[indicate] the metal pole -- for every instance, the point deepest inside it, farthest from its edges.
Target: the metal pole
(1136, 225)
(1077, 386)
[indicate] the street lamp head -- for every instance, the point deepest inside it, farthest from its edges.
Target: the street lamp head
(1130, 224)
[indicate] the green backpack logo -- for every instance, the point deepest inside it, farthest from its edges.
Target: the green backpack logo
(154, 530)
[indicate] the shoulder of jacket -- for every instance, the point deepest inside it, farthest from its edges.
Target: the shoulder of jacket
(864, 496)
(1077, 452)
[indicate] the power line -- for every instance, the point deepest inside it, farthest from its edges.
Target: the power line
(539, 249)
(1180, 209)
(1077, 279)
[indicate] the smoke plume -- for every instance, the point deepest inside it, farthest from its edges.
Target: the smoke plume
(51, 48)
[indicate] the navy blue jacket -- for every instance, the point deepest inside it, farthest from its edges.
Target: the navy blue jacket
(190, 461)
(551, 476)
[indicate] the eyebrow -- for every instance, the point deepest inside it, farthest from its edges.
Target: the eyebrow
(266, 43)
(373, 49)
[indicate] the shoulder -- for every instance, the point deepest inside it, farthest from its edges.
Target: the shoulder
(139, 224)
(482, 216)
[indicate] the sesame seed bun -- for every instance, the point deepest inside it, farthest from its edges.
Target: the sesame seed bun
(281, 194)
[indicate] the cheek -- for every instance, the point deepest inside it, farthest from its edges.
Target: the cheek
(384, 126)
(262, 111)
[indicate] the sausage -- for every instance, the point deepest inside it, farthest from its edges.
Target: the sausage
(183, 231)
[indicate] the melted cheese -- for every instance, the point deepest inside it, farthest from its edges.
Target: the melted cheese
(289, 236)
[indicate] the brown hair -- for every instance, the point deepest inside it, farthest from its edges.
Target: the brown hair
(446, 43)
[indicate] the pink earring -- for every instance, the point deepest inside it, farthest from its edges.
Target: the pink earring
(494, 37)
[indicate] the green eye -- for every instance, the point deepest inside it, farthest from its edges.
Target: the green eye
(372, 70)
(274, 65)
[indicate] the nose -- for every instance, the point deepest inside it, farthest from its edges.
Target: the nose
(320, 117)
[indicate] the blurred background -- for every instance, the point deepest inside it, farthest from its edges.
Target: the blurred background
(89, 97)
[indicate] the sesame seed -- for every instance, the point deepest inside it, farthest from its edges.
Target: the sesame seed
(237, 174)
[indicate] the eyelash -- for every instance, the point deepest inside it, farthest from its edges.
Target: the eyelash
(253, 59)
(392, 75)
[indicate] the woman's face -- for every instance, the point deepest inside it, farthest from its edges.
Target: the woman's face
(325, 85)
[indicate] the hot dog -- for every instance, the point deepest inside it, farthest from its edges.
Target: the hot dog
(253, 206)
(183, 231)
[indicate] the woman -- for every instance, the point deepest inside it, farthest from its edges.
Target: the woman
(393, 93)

WHAT THE TASK ASKS ::
Lay out the entries from the start through the line containing "(1077, 452)" as a two-column CSV with the headers entry_text and answer. Give one row per entry, with each field in quotes and line breaks replaced by spaces.

ANSWER TO THIS EXERCISE ::
entry_text,answer
"[indicate] the metal pole -- for every instance, the point deepest inside it, farthest from its edges. Target: the metal pole","(1136, 225) (1077, 386)"
"[indicate] the street lamp head -- for every instance, the point deepest inside it, farthest from its edges. Target: the street lamp head","(1130, 224)"
"[indicate] the green backpack logo -- for every instance, the point deepest inside it, farthest from its edges. Target: the green backpack logo","(154, 530)"
"[indicate] the shoulder of jacket -- for every instance, the point deepest inside it, farthest from its edges. Target: the shoulder of jacket","(864, 496) (1077, 452)"